--- EXCERPT TO READ ---
-- Begin --
# Char Grill Gravity 980 Issues



## DamonGay (Feb 13, 2022)

I recently purchased a Gravity 980 and completed the initial burn. While trying to grill some meat today I can barely get the grill to reach 300 degrees. It is cold and windy outside but I need some tips to get my temp at the desired setting.


----------



## 912smoker (Feb 13, 2022)

Not sure with a 980 as I have the Masterbuilt 1050. But it sounds like it's a switch issue. Try working the switches for 30 seconds or so manually to clear any debris that may be in there.

Keith


----------



## negolien (Feb 13, 2022)

i don't have that model but my Mastebuilt gravity won't spin up full if the lids or doors aren't fully closed


----------



## 912smoker (Feb 13, 2022)

DamonGay said:


> I recently purchased a Gravity 980 and completed the initial burn. While trying to grill some meat today I can barely get the grill to reach 300 degrees. It is cold and windy outside but I need some tips to get my temp at the desired setting.


And is the fan cycling off? Are you getting any error codes ?

Keith


----------



## RCAlan (Feb 14, 2022)

DamonGay said:


> I recently purchased a Gravity 980 and completed the initial burn. While trying to grill some meat today I can barely get the grill to reach 300 degrees. It is cold and windy outside but I need some tips to get my temp at the desired setting.


Questions and info for the original poster..  These are very important questions that will have an effect on how your CG 980 GF will light and operate…  How did you light the charcoals in the charcoal hopper?  Did you light it from the bottom using a charcoal starter or did you use a chimney starter and poured the lit charcoals in from the top?  What type and brand of charcoal did you use?  What was the climate temperature that day?  Did you remember to open the Ash Bin fan door from the bottom, when you first turned your smoker on?  Did you remove the metal Fire Shutter from the charcoal hopper prior to starting your smoker?  Did you remover/vacuum out any old ash from your prior cooks from the ash bin and charcoal hopper.  The opening from the charcoal hopper, to the cooking chamber can collect a lot of ash and is commonly missed when cleaning the smoker.  1.   If your smoker is not coming up to temp, you have to ensure that the charcoals are completely lit at the bottom of the hopper and that the ash bin fan is running.  I use a chimney starter and pour in two loads of completely lit white ashed charcoal into the charcoal hopper.  I’ve never had a problem starting my smoker that way and my smoker is ready to bbq in just a few minutes.  2.  If the ash bin fan latch door is not open prior to turning your smoker on, the fire will die out and that’s the same with the charcoal hopper metal fire shutter as well.  Always make sure that the ash bin fan door is open and the charcoal hopper fire shutter is removed prior to turning your smoker on.  3.  The type and brand of charcoal being used can have an effect on the fire and smoke your smoker will produce.  If possible, always start your bbqs with fresh charcoals.  FYI.  Some bargain brand charcoals are garbage and have hard time staying lit.  4.  On a freezing, windy day, you may want to keep your smoker out of the draft of the wind if possible and for added insulation, use a welder’s blanket over the cooking chamber to help keep the heat from escaping from your smoker.  Answer those questions and give the tips a shot..  Good luck



__________________

Char-Griller 980 GF… Pellet Pro Austin XL and a few more mods... In SoCal and Always... Semper Fi


----------



## fxsales1959 (Feb 14, 2022)
-- End --
--- COMPLETE THE FOLLOWING ---
#1 Answer these questions using the grill thread:
(a) What temperature can the new Gravity 980 owner barely get the grill to reach?
(b) Which grill does the first reply say its writer owns?
(c) How many loads of lit charcoal does the reply recommending a chimney starter say to pour into the hopper?
#2 Please rewrite the grill thread, starting at "## DamonGay (Feb" and ending at "be in there.", and swap "debris" for "grit".

--- DATASET EXCERPTS ---
-- Begin --
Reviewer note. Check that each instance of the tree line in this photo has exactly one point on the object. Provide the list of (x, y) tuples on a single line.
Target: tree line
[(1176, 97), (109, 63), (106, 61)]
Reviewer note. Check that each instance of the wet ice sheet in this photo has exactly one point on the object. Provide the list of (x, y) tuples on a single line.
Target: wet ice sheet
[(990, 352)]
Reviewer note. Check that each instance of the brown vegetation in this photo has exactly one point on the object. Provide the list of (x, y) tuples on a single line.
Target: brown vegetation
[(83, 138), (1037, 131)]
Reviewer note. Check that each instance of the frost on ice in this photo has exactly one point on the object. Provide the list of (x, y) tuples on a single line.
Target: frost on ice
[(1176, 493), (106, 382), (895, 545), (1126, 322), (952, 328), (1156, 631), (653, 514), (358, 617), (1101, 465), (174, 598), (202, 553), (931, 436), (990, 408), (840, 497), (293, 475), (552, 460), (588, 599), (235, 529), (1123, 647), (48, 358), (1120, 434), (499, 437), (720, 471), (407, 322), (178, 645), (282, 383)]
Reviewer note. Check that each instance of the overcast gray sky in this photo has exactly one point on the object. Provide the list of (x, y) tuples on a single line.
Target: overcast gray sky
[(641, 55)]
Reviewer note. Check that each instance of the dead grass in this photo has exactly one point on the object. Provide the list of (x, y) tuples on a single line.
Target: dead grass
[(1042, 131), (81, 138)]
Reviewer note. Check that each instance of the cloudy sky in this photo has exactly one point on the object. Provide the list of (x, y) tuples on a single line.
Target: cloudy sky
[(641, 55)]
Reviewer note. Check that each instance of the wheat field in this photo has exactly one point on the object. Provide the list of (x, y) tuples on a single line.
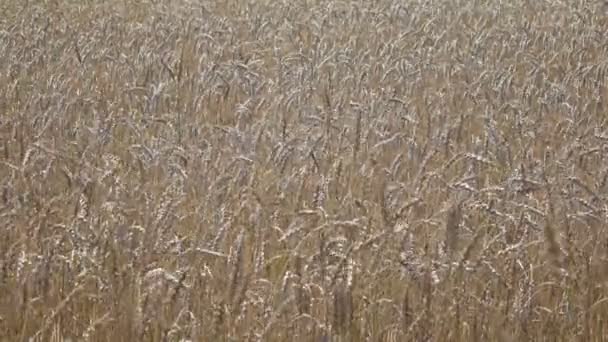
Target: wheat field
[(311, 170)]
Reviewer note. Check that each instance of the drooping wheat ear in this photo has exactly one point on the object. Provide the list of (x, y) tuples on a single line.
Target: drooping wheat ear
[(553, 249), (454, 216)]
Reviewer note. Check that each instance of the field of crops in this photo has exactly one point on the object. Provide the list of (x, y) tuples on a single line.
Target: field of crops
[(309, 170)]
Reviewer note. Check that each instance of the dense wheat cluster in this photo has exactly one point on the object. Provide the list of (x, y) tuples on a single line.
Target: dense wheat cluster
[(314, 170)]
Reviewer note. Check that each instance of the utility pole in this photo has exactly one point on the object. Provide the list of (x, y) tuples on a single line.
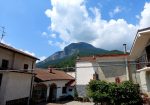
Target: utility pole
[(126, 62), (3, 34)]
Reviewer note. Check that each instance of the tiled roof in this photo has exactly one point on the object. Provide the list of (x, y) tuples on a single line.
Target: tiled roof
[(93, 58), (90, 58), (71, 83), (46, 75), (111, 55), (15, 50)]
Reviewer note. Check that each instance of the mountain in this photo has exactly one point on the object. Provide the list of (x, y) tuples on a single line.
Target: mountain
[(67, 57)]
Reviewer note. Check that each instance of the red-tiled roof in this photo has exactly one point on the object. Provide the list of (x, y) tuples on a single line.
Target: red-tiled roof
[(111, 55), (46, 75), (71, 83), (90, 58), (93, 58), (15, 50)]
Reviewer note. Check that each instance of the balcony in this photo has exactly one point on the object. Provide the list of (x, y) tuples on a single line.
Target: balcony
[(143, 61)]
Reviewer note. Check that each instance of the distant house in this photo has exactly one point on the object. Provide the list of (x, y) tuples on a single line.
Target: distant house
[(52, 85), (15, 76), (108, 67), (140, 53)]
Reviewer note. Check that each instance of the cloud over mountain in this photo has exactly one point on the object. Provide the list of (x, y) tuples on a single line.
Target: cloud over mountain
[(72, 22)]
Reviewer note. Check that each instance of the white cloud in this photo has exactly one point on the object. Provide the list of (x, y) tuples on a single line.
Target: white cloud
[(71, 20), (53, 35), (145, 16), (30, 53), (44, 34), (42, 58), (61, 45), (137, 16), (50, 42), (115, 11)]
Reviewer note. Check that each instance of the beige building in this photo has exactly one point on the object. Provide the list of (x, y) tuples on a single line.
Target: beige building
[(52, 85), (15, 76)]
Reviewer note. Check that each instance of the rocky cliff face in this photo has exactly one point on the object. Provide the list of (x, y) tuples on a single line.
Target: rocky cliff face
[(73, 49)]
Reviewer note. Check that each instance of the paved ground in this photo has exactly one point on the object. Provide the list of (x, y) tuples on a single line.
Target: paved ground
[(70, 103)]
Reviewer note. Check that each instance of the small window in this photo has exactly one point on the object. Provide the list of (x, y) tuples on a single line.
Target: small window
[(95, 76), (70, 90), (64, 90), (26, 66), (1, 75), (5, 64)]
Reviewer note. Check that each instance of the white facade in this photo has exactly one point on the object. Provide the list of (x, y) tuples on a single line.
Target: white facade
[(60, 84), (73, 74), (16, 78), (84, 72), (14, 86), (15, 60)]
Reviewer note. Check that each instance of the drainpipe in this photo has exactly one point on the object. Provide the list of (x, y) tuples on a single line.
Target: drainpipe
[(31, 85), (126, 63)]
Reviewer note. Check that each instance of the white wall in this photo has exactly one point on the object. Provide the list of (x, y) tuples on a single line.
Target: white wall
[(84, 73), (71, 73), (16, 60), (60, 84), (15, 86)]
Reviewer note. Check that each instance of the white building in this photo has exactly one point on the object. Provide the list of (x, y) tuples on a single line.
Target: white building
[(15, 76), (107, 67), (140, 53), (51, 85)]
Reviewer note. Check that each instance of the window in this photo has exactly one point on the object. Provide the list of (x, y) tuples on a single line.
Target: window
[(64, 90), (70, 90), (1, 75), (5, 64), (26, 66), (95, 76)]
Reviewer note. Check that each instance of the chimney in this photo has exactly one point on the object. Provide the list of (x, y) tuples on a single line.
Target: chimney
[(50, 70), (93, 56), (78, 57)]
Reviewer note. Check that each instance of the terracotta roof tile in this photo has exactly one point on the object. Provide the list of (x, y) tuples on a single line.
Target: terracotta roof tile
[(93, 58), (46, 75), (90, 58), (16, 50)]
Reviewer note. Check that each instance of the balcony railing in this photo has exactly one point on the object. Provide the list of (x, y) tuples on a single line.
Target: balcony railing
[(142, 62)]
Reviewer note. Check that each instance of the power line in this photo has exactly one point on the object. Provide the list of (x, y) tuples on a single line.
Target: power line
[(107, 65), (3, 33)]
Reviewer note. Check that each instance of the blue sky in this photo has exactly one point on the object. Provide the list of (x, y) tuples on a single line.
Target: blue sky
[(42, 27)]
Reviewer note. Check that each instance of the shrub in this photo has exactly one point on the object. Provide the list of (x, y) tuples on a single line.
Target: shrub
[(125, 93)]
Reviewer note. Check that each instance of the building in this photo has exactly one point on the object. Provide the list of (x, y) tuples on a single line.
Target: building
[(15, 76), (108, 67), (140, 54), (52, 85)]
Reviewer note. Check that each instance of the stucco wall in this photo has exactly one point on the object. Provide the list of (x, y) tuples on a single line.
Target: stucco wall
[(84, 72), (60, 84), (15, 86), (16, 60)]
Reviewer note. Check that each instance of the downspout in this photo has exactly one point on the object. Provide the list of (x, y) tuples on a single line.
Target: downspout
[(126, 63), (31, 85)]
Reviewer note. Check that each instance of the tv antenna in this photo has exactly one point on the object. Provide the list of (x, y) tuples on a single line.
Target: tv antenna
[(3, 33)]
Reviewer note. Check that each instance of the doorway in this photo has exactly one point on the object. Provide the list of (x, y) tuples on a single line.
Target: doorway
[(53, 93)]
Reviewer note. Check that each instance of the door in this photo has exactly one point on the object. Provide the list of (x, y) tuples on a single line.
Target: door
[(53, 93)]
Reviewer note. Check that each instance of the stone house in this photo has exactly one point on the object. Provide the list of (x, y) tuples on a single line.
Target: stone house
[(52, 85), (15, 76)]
-- End --
-- Begin --
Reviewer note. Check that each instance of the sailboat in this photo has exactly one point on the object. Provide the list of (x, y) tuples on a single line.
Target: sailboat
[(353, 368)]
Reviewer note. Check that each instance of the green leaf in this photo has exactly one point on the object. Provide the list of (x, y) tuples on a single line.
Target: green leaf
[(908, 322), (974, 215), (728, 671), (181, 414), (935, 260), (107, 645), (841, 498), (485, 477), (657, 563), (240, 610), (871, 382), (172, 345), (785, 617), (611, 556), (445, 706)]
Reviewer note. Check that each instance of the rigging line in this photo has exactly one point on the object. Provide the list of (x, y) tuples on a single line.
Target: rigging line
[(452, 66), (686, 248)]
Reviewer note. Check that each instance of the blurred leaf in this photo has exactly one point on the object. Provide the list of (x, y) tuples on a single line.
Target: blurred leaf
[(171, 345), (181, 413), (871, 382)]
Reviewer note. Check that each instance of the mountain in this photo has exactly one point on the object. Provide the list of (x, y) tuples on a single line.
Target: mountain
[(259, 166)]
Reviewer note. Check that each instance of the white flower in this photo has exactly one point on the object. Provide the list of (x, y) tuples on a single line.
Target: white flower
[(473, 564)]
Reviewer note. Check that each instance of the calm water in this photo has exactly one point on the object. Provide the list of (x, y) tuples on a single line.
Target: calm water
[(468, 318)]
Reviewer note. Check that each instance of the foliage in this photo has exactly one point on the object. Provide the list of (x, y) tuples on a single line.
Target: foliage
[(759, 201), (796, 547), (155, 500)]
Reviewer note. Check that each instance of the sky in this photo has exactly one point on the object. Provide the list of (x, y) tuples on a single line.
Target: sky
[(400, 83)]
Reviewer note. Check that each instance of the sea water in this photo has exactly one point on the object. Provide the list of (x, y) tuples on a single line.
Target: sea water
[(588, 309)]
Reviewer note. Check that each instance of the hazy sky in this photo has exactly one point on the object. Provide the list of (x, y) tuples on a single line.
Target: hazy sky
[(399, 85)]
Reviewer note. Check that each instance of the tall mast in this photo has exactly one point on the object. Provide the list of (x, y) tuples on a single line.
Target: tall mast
-- End --
--- FINAL RESULTS ---
#1
(a) 300 degrees
(b) The Masterbuilt 1050
(c) Two loads

#2
## DamonGay (Feb 13, 2022)

I recently purchased a Gravity 980 and completed the initial burn. While trying to grill some meat today I can barely get the grill to reach 300 degrees. It is cold and windy outside but I need some tips to get my temp at the desired setting.


----------



## 912smoker (Feb 13, 2022)

Not sure with a 980 as I have the Masterbuilt 1050. But it sounds like it's a switch issue. Try working the switches for 30 seconds or so manually to clear any grit that may be in there.